- Peter Mettler - Cinematography and Direction: I met a man at a dinner who loves to watch the sky. He'd spent as much time watching the sky as I had trying to point cameras and microphones out into the world. It seemed that both of us were trying to find an answer to a question we didn't yet know. As the night closed we agreed to share a path we had in common - the pursuit of wonder.
- Peter Mettler - Cinematography and Direction: Film. Media. With its potential to commodify, turn into commodity anything that is meaningful to us - business and numbers out of life force and wonder. Maybe this wacky process of harnessing money and technology is just an extension of thinking, of trying to understand. These images and sounds are articulations of experience. We look at them and try to decipher the reality that gave birth to them.
- Peter Mettler - Cinematography and Direction: It may well be that the Northern Lights cannot be filmed. That nature cannot be filmed. That film or media is in conflict with nature. Is it just a surrogate for the real thing? Is film a surrogate for real experience?
- Peter Mettler - Cinematography and Direction: You've probably heard that the Inuit have seventeen words for snow and ice, but in truth it is much closer to one hundred and seventy. Uguruguzak: grease ice, the earliest stage of freezing causes wind ripples to disappear from patches of the water surface. Maullik: slush ice or ice rind, heavy development of grease ice almost to the point of nilas. Pogazak: slush or mush ice formed by grinding along the edges of ice pans, floes or cracks. Mogozak: solidly frozen ice sometimes refered to as file ice due to the formations caused by the ice filing itself. Migalik: pancake ice, circular pieces of young ice with raised rims, the shape and appearance result from rotation and collision with other cakes. Salogok: nilas or black young ice, a thin flexible sheet of newly formed ice, which will not support a man, is weak enough for a seal to break through and gives way with one firm thrust of the oonak. Eyechektakok: a crack that is pulsating or opening and closing.
- Peter Mettler - Cinematography and Direction: We live in a time where things do not seem to exist unless they are contained as an image - but if you look into this darkness you may see the lights of your own retina. Not unlike the Northern Lights. Not unlike the movements of thought. Like a shapeless accumulation of everything we have ever seen.

:: Aim A ::
Translate this sentence from the Peter Mettler quotes into Spanish: "It may well be that the Northern Lights cannot be filmed."
:: Aim B ::
In the Peter Mettler quotes, where did the speaker meet the man who loves to watch the sky?
The material after the Peter Mettler quotes comes from a different source.

:: Information shown ::

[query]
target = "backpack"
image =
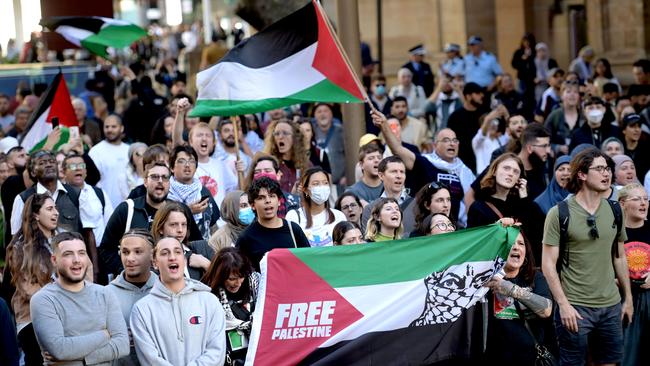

:: Full solution A ::
Bien puede ser que la aurora boreal no pueda filmarse.

:: Full solution B ::
At a dinner.